The Weekend Dad: Not me

JP’s kindergarten class has a nice little library from which the children are allowed to borrow books and bring them home. JP does so regularly and we read the book before he goes to bed. Heartwarming stuff, particularly as the reading period is that wonderful moment just before both kids (usually) disappear for the night’s sleep and I get a few hours to pretend I am human.

I rarely pay much attention to what I’m reading him, as most books from the school library are boring to the point of nausea, as they must strive to educate and not to offend before offering a story. I motor through them, JP reading a page and then me, and then we’re done.

The one from last night gave me some pause, though. The title was bland enough: In the Park With Dad by Karen Ackerman. How sweet! A book about dads. JP has been going through a rather rebellious phase of late and if he’s showing affection for me again, I’m all for it. Then I turn the page and see the subtitle: “A Story for Kids Whose Parents Don’t Live Together.”

Turns out the book, which was published in 1996, is a weird sort of primer for children freaking out over their parents’ divorces. Now, there may be a companion book about shopping at the mall with Mom, or whatever, but I found this a little offensive. The narrative describes a super-fun day in the park with dad, hanging out, playing, but one that ends with the children dutifully returned to the Custodial Mom. They pass out on the couch, where they sleep the sleep of the doomed, not thinking that when they wake up half-time dad will be gone. (I have to admit I skipped this part–I wasn’t going to read the part about the weekend dad, and how that is totally normal and wonderful to JP).

Sheesh. I had some thoughts, once I had recovered from this circa-1965 vision of divorce and the variables of custody: had JP chosen the book because he was upset about the divorce? Was he sad that I had been working such late hours at my new job? Did the teacher give it to him because she knows JP’s mother and I are divorced and she assumed he didn’t live with me?

I asked the teacher about it the next morning and she said JP had picked it without knowing the story. He just liked it because it was about Dad, which is nice. She hadn’t encouraged him, which was nice, too. I haven’t entirely processed my thinking as to how I would have reacted if I had learned she had steered him towards it. But I wouldn’t have liked it. I am well aware that my family situation, while not wholly uncommon, isn’t entirely conventional. What issues and problems arise from it I would prefer to handle on my own.

* Work to complete
According to the post about the library book, in what year was In the Park With Dad published? The lines after this point are separate material, unconnected to the post.

* Source material
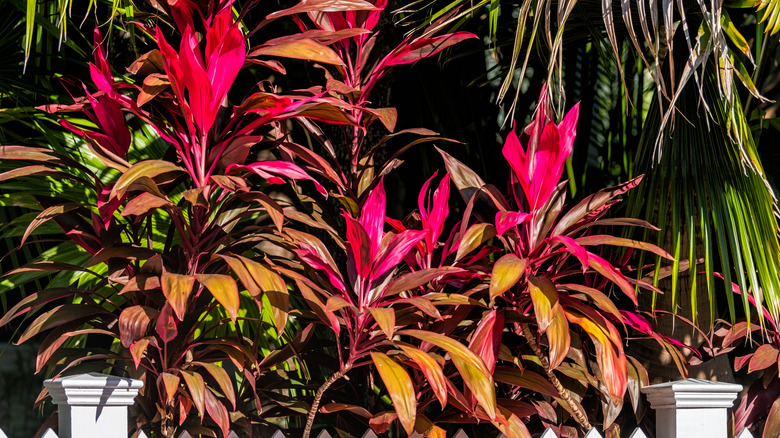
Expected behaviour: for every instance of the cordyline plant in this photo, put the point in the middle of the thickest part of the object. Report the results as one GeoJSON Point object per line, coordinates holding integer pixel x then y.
{"type": "Point", "coordinates": [460, 330]}
{"type": "Point", "coordinates": [176, 290]}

* Exercise result
In 1996.